- The tasks -
• 1. List every factor that the Northern Sea Route text names as facilitating the route's development.
• 2. Copy the Northern Sea Route text between "The ship carrying" and "sustainable logistics worldwide.", inclusive, and swap "Arctic leg" for "polar leg".

++++ Document text

The ship carrying nearly 25,000 tonnes of cargo departed from Ningbo on September 23 and entered the NSR on October 1. Navigation and information support was provided by Glavsevmorput, a subsidiary of Rosatom State Atomic Energy Corporation. The Arctic leg of the voyage took 20 days, cutting transit time almost by half compared with traditional southern routes. This new pathway complements existing ones, creating broader opportunities for efficient and sustainable logistics worldwide.
The Northern Sea Route is developing rapidly, becoming a viable and efficient global logistics route. This is facilitated by various factors, including the development of advanced technologies, the construction of new-generation nuclear icebreakers, and growing interest from international shippers. Working in the Arctic is challenging but we are transforming these challenges into results. Along with the main priority of ensuring the safety of navigation on the Northern Sea Route, managing the speed and time of passage along the route is becoming an important task for us today,” noted Rosatom State Corporation Special Representative for Arctic Development Vladimir Panov.
The Northern Sea Route, spanning about 5,600 km, links the western part of Eurasia with the Asia-Pacific region. In 2024, cargo turnover reached 37.9 million tonnes, surpassing the previous year’s record by more than 1.6 million. Container traffic between Russia and China doubled compared to 2023, and by mid-2025, 17 container voyages had already been completed, moving 280,000 tonnes — a 59% increase year-on-year.
The expansion of this Arctic transport route is becoming part of a broader global effort to strengthen connectivity and diversify supply chains. For Africa and the wider Global South these developments demonstrate how innovation in logistics can stimulate new opportunities for trade, technology exchange, and sustainable growth. As new corridors emerge, the world’s regions are becoming more closely linked — not in competition, but in collaboration — shaping a more resilient and interconnected global economy.

++++++++
++++ Information provided

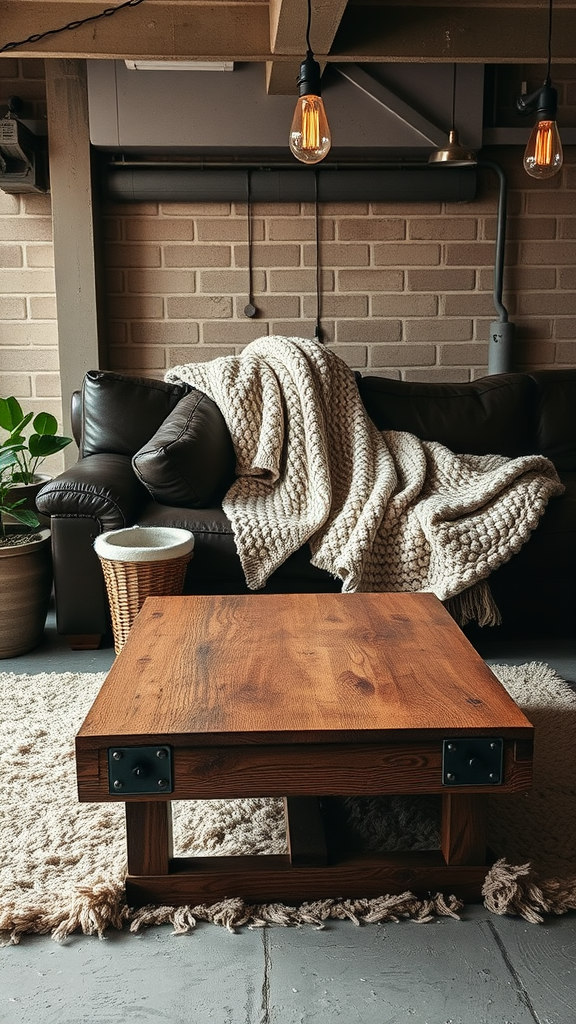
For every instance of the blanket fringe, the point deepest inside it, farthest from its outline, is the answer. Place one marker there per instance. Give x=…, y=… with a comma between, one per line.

++++++++

- Per-task outputs -
• 1.
- the development of advanced technologies
- the construction of new-generation nuclear icebreakers
- growing interest from international shippers

• 2.
The ship carrying nearly 25,000 tonnes of cargo departed from Ningbo on September 23 and entered the NSR on October 1. Navigation and information support was provided by Glavsevmorput, a subsidiary of Rosatom State Atomic Energy Corporation. The polar leg of the voyage took 20 days, cutting transit time almost by half compared with traditional southern routes. This new pathway complements existing ones, creating broader opportunities for efficient and sustainable logistics worldwide.